▶ **What you have to do**
Copy every line from the one that has "Cross-reference task — this photo allegedly shows cyclist's" through the one that has "[[385, 410, 521, 458]]", and shift each bounding-box coordinate in the answers by adding 134 to it. Leave all other numbers as they are.

▶ **Input records**
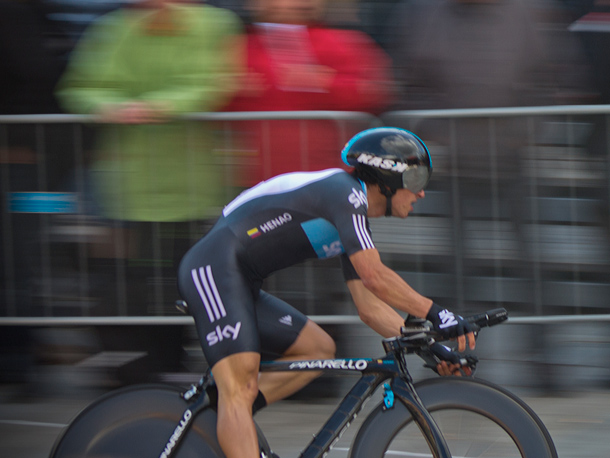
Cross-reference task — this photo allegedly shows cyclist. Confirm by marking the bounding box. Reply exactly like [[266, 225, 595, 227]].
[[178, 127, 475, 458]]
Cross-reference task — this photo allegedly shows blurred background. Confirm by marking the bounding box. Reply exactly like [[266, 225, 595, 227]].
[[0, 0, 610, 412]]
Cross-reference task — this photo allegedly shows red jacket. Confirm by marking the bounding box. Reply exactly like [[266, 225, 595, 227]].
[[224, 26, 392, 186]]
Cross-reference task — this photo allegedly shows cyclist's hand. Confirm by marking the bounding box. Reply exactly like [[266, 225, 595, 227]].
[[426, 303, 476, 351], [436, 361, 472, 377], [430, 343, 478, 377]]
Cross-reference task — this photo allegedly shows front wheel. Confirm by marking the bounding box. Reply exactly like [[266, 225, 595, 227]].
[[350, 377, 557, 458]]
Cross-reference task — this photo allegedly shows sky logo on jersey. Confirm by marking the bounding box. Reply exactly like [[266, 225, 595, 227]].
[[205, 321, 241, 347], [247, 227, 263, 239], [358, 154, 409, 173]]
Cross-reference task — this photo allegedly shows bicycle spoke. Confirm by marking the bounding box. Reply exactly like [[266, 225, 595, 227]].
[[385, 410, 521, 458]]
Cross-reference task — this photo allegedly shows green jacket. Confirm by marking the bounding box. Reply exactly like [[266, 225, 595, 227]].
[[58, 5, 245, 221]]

...

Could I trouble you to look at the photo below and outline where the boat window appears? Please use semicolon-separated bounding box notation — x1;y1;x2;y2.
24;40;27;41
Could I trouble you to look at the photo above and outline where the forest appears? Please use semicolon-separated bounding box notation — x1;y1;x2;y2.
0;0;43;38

▶ **Exercise result**
Cross-reference task — this photo allegedly shows cyclist's hand. Confirm by marking the bounding box. Reply exactly like [[266, 225, 595, 227]].
[[560, 437, 610, 485], [570, 495, 606, 511], [564, 477, 612, 511]]
Cross-reference task — this photo allegedly shows front wheel. Confirm by marking the bounding box. Reply exactly like [[266, 225, 595, 227]].
[[484, 511, 691, 592]]
Cross-reference task — this photo allegedly shows sky logo on jersey. Confirm by marking the bounding box. Reply exactly like [[266, 225, 595, 227]].
[[339, 455, 375, 481], [381, 361, 397, 373], [492, 288, 543, 307]]
Cross-reference task — this photo allegedly shows bicycle spoke. Confirm by marking the bounding box. Reply exactly like [[266, 225, 595, 227]].
[[519, 544, 655, 592]]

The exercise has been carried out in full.